YOUR GOAL: Repeat the items below word for word, keeping every line and mark in order, but leave out the pictures.

Coordinate annotation items:
----

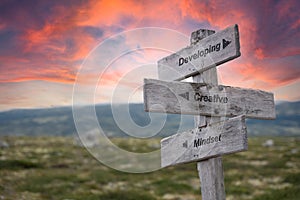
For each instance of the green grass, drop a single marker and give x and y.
(54, 168)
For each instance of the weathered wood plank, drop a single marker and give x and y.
(217, 139)
(211, 170)
(196, 98)
(207, 53)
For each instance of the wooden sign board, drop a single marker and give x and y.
(221, 138)
(207, 53)
(198, 98)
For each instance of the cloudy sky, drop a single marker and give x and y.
(43, 45)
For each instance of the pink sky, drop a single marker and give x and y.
(44, 43)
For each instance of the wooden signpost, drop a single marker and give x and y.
(197, 144)
(203, 55)
(208, 101)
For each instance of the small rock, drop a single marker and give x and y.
(4, 144)
(294, 151)
(268, 143)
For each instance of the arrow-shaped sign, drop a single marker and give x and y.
(195, 98)
(225, 43)
(207, 53)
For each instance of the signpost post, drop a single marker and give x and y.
(209, 101)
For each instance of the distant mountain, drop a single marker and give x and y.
(59, 121)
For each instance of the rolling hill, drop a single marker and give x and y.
(59, 121)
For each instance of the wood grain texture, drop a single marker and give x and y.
(172, 67)
(198, 98)
(217, 139)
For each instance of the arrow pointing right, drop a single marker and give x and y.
(225, 43)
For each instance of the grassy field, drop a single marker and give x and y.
(54, 168)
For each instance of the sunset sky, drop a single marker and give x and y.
(43, 45)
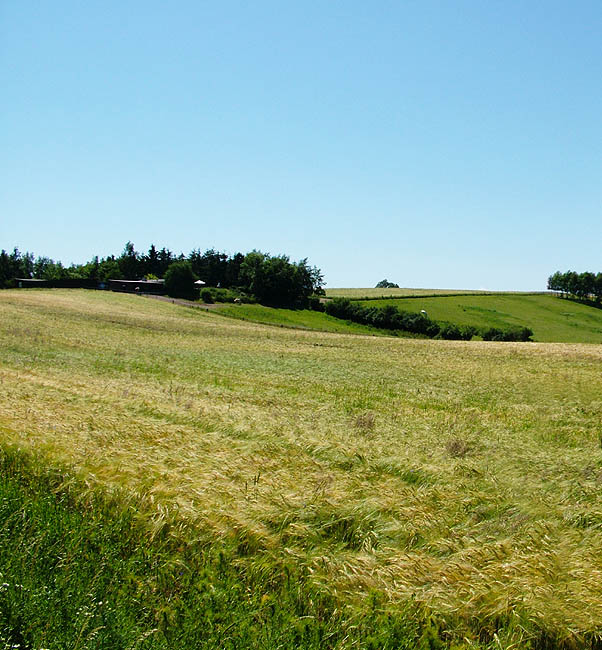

----

THE REPLY:
For each instance of the green grass, drop a single marker and give x and y.
(54, 168)
For each instance of the weathered wood plank, drop a single marker and give x and y.
(217, 139)
(211, 170)
(196, 98)
(207, 53)
For each instance of the wooden sign board, drop a single marker and give x and y.
(221, 138)
(207, 53)
(198, 98)
For each instance of the cloudy sky, drop a single marker and give x and y.
(43, 45)
For each instance of the pink sky, drop a single marker and give x and y.
(44, 43)
For each instance of the wooden signpost, drop a single marker and give x and y.
(197, 144)
(203, 55)
(208, 101)
For each instance of the small rock, drop a single marker and give x and y.
(4, 144)
(294, 151)
(268, 143)
For each instance of the arrow-shaped sign, drop a single marker and give x and y.
(195, 98)
(225, 43)
(207, 53)
For each instance of the signpost post, drop a single marker and give x and y.
(209, 101)
For each instance of the distant mountain, drop a single marker and give x and y.
(59, 121)
For each instance of the rolling hill, drop a single marker and give x and y.
(59, 121)
For each instance of the wood grain texture, drop a single marker and give x and y.
(172, 67)
(198, 98)
(217, 139)
For each instance of the arrow pointing right, drop a single marker and give x and y.
(225, 43)
For each instance of the grassy field, drop a single marker and give x and y.
(54, 168)
For each instance of the sunset sky, drop a single marker and give x and y.
(43, 45)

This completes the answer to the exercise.